===== SUPPLIED ENTRIES =====

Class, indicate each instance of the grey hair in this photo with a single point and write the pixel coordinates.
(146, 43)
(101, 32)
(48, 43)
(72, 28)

=====

### TASK BRIEF
Repeat the material above exactly and in full.

### ANSWER TO THIS TASK
Class, indicate each instance of the grey hair in this photo with a single point and write the pixel coordinates.
(146, 43)
(101, 32)
(48, 43)
(72, 28)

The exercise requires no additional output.